◆ The exercise:
In the items below, reproduce the lines character for character, starting with the line that contains "Would you kindly put a point on the cluster" and continuing through the line that contains "point(313, 266)".

◆ Given entries:
* * * * *
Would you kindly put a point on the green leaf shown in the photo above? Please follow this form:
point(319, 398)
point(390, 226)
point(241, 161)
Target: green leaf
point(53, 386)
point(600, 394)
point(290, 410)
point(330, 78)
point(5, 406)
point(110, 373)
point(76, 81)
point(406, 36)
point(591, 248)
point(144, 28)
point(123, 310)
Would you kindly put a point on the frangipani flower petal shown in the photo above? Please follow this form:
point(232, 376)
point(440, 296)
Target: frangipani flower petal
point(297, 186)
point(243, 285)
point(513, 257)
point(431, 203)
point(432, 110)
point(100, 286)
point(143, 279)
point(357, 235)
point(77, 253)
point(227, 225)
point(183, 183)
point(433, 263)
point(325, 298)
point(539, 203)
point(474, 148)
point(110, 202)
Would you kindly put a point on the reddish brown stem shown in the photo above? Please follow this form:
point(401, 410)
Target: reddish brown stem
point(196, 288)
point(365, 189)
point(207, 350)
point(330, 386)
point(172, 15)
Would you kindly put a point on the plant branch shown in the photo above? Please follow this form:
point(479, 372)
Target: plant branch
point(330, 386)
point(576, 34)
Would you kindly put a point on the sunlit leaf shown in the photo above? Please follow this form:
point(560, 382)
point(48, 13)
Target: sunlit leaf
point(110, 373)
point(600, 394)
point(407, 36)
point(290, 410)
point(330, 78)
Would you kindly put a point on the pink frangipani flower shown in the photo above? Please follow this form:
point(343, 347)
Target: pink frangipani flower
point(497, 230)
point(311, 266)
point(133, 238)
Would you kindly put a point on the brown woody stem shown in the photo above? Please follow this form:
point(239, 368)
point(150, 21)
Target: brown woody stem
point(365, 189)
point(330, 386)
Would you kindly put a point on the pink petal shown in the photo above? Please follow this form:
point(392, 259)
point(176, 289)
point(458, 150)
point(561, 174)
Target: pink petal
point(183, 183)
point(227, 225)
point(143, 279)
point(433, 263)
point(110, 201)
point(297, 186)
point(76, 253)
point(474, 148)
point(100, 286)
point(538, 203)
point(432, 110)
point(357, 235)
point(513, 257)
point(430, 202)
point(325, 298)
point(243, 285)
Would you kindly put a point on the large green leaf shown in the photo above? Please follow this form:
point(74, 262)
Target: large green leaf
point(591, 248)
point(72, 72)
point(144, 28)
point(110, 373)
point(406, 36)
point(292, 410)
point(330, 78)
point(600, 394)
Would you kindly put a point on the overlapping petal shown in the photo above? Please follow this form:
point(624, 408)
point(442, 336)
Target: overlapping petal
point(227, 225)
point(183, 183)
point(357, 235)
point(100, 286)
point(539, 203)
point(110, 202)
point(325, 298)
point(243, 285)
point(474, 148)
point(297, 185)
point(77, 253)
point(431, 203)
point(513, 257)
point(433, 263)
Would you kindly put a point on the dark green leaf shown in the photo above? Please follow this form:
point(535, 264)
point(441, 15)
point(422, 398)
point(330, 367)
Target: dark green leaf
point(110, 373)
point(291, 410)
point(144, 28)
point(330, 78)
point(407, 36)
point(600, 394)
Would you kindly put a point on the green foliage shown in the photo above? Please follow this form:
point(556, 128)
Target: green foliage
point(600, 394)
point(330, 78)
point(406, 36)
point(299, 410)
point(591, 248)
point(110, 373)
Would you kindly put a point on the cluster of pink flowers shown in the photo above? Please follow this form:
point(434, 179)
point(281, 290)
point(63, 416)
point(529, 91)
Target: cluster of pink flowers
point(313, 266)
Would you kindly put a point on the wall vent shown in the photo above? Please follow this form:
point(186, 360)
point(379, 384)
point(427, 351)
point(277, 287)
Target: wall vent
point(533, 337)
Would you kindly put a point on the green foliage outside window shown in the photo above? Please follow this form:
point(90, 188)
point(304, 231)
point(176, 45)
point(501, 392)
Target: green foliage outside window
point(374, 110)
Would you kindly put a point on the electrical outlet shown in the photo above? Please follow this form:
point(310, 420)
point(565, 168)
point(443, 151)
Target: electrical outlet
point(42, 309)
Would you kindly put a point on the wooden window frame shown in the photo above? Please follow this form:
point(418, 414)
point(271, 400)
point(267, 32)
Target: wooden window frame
* * * * *
◆ Written response:
Would you kindly put a point on the cluster of pink flowers shown in the photo above? Please follow this form:
point(434, 179)
point(281, 290)
point(63, 416)
point(529, 91)
Target: cluster of pink flowers
point(313, 266)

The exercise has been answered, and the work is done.